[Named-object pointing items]
::::::::::

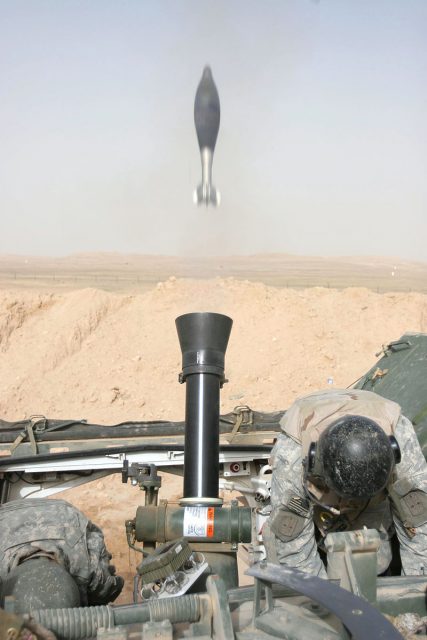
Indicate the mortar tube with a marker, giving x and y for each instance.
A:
(203, 339)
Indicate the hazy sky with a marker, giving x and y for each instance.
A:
(322, 147)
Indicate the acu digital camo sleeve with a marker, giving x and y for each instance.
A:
(413, 470)
(286, 485)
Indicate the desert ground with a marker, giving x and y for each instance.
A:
(93, 337)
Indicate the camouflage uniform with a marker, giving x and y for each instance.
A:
(387, 513)
(57, 530)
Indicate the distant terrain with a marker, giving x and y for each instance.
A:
(138, 273)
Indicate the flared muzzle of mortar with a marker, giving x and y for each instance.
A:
(203, 338)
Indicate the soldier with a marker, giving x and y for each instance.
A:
(45, 542)
(347, 459)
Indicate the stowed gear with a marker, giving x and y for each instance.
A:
(354, 457)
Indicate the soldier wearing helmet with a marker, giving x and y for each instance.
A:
(345, 460)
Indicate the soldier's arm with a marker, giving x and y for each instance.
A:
(291, 521)
(409, 499)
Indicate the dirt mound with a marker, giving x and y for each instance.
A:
(109, 357)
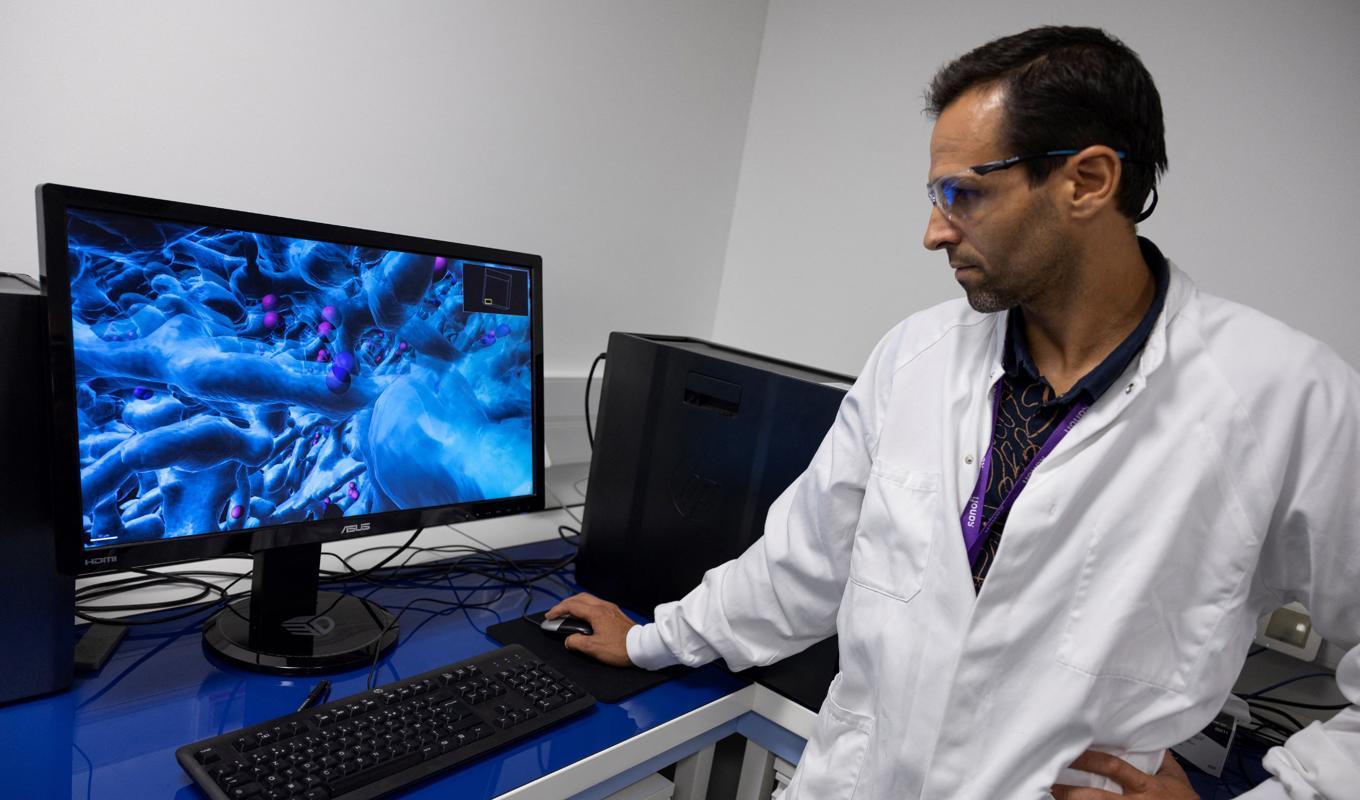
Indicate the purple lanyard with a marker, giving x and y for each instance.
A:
(974, 527)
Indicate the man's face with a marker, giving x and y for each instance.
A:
(1011, 248)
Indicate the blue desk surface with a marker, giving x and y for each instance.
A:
(114, 734)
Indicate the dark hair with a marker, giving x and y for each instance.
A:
(1066, 87)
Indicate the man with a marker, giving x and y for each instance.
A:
(1046, 521)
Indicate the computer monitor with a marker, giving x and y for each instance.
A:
(229, 382)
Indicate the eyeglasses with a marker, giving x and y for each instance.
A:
(958, 195)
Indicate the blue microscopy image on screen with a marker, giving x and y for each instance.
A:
(230, 380)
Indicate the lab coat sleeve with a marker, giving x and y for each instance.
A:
(1313, 555)
(784, 592)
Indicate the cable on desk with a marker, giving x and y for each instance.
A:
(1295, 679)
(1291, 719)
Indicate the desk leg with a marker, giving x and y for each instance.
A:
(692, 776)
(756, 773)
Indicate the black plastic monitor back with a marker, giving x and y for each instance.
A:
(692, 445)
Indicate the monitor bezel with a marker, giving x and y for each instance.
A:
(52, 202)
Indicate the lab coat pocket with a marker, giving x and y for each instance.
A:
(834, 757)
(1148, 606)
(898, 524)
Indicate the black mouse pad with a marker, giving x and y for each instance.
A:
(607, 683)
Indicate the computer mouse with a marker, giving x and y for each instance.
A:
(565, 626)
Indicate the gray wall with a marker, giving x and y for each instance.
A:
(604, 135)
(1260, 206)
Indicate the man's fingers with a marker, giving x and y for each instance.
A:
(575, 606)
(1115, 769)
(1171, 768)
(1065, 792)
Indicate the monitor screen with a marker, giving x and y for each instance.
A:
(241, 373)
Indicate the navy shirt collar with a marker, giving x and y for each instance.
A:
(1017, 361)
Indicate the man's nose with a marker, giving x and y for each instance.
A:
(940, 231)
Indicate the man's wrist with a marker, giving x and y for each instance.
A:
(646, 649)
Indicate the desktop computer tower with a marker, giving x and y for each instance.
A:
(694, 442)
(37, 633)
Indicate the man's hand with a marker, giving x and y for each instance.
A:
(1168, 784)
(608, 642)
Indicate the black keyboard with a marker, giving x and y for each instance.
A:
(377, 742)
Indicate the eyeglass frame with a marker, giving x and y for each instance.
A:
(1004, 163)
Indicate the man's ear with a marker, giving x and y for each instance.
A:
(1091, 181)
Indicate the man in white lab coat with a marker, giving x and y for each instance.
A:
(1047, 519)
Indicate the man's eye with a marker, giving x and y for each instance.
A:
(962, 196)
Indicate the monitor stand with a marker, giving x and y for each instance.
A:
(287, 625)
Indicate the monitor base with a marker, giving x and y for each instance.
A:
(342, 633)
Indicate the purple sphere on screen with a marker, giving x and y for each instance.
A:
(347, 362)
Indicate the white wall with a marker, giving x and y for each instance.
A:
(603, 135)
(1260, 206)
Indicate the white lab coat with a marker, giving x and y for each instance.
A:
(1216, 480)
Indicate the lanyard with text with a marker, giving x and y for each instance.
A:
(974, 527)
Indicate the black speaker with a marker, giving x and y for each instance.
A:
(37, 631)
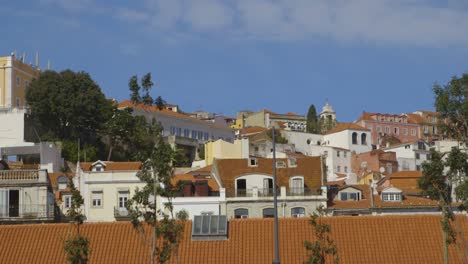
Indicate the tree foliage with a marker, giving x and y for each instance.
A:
(323, 246)
(67, 106)
(77, 246)
(312, 125)
(452, 105)
(166, 228)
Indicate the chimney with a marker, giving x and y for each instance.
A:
(201, 188)
(187, 188)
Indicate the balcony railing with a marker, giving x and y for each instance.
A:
(120, 212)
(27, 211)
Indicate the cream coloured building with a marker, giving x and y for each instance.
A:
(15, 76)
(106, 188)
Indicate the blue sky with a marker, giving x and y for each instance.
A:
(226, 55)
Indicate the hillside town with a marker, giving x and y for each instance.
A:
(364, 176)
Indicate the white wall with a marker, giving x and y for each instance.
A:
(11, 127)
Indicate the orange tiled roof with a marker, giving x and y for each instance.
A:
(113, 165)
(152, 108)
(189, 177)
(359, 239)
(252, 130)
(310, 168)
(344, 126)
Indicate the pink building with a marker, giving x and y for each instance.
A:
(389, 128)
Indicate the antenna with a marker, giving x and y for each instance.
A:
(37, 59)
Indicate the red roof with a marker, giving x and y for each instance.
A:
(359, 239)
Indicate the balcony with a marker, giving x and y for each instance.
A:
(121, 213)
(26, 212)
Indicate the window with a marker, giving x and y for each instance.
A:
(241, 213)
(96, 198)
(354, 138)
(123, 199)
(253, 162)
(67, 201)
(281, 164)
(268, 213)
(298, 212)
(392, 197)
(355, 196)
(292, 162)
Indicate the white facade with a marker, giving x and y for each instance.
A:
(110, 187)
(12, 127)
(302, 142)
(358, 141)
(411, 155)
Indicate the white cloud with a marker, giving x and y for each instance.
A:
(400, 22)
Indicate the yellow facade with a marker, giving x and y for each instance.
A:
(221, 149)
(15, 76)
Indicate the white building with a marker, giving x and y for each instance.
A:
(411, 155)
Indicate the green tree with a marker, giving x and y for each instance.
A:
(67, 106)
(312, 125)
(77, 246)
(323, 245)
(447, 171)
(160, 103)
(166, 228)
(146, 85)
(452, 105)
(134, 88)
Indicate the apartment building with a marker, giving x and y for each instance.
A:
(15, 76)
(249, 186)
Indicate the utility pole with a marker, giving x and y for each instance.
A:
(275, 201)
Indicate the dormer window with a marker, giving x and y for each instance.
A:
(98, 166)
(62, 183)
(253, 162)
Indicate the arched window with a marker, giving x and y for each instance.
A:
(268, 213)
(363, 139)
(241, 213)
(298, 212)
(354, 138)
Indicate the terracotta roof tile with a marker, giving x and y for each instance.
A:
(153, 108)
(365, 239)
(344, 126)
(114, 166)
(310, 168)
(190, 177)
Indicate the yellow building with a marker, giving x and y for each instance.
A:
(221, 149)
(15, 76)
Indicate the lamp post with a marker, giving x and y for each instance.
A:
(275, 202)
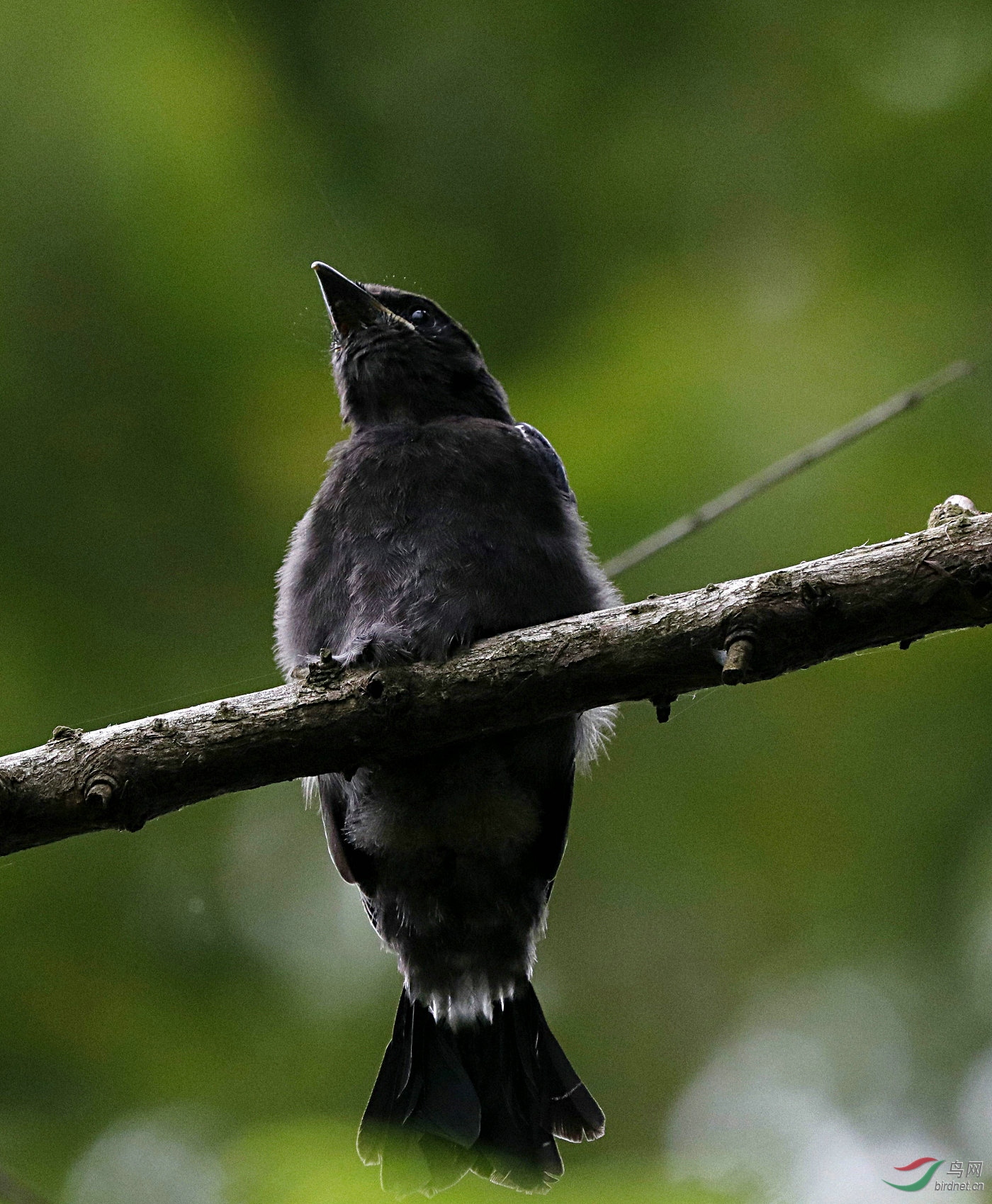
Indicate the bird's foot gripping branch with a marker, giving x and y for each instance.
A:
(748, 630)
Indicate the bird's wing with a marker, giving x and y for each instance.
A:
(547, 456)
(354, 865)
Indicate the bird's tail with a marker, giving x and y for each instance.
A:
(490, 1097)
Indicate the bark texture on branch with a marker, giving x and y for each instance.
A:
(740, 631)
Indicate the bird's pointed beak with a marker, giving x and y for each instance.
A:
(349, 305)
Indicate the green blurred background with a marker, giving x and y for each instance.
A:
(689, 237)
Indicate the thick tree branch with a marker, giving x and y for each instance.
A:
(740, 631)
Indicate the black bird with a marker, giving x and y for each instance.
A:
(442, 520)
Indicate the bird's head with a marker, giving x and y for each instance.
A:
(398, 356)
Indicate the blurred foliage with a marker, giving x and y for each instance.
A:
(689, 237)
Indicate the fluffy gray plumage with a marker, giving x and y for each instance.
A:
(439, 522)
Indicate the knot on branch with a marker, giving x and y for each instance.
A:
(65, 733)
(740, 647)
(955, 507)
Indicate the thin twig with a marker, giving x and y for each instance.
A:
(787, 468)
(12, 1191)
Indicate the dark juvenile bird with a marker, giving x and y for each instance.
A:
(442, 520)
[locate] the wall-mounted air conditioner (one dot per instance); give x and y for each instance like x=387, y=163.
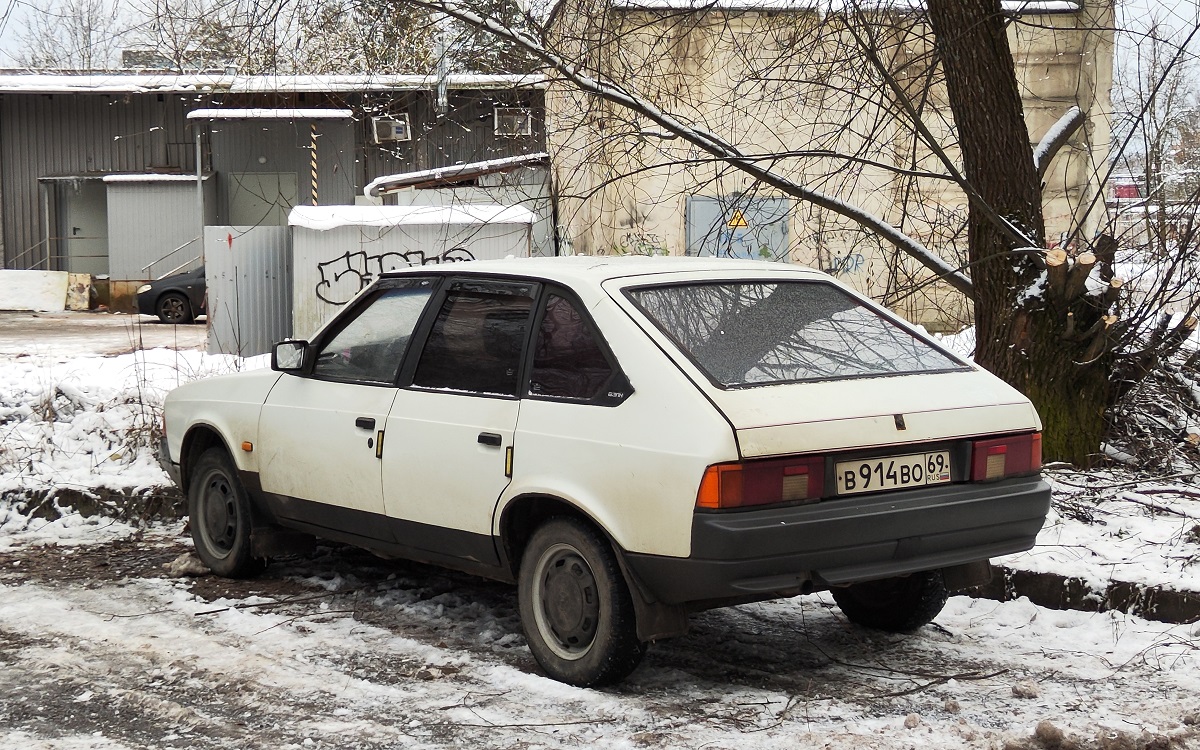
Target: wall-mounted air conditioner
x=391, y=129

::::::::::

● **TASK REQUIREMENTS**
Lay out the lines of the items as a JSON list of strings, one string per line and no blank lines, beginning with the line that contains "[locate] the wall-mounted" and running through the end of the items. Leave the pictures out of the list.

● **RESPONSE TO THIS TASK**
[
  "[locate] the wall-mounted air conditioner (one dot per instance); give x and y for each instance like x=387, y=163.",
  "Target: wall-mounted air conditioner",
  "x=391, y=129"
]